=== What is needed ===
Reproduce the data from the line containing "Place one point per instance of the fire truck." through the line containing "Place one point per instance of the dry", both included, with the requests unchanged. Increase every coordinate value in the answers by 138, and give only these lines.

=== Entries ===
• • • •

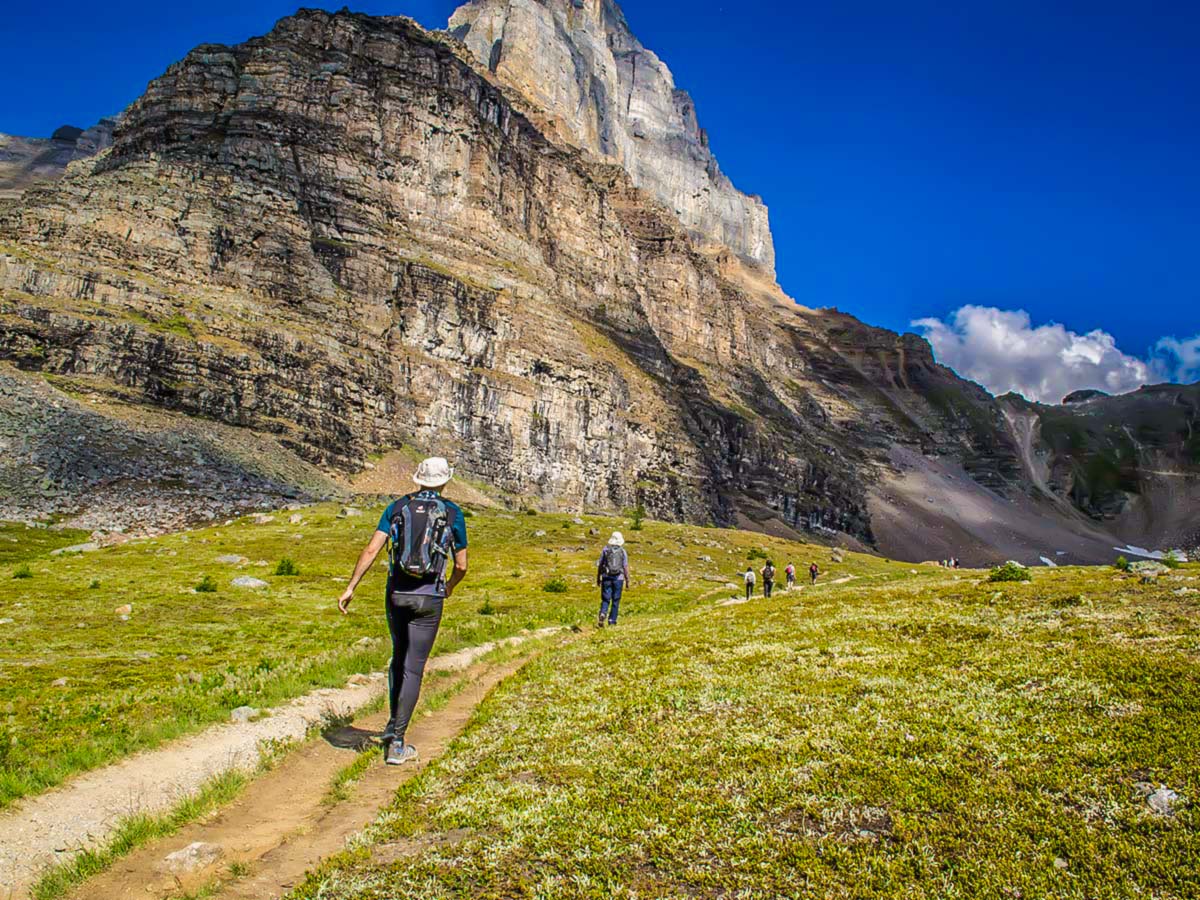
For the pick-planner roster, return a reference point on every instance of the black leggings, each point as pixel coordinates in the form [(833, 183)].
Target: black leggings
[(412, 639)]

• • • •

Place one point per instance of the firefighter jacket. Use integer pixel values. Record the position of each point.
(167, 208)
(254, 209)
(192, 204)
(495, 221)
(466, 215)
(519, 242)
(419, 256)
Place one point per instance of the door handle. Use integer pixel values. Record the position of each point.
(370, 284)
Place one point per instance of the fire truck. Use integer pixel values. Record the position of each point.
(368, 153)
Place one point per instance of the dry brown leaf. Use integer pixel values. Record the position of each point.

• • • •

=== Full output ===
Place one point per instance of the fire truck. Use integer pixel values. Record the position of each point.
(506, 291)
Place one point per instance of the dry brown leaf. Use integer pixel values. Record the position of each point.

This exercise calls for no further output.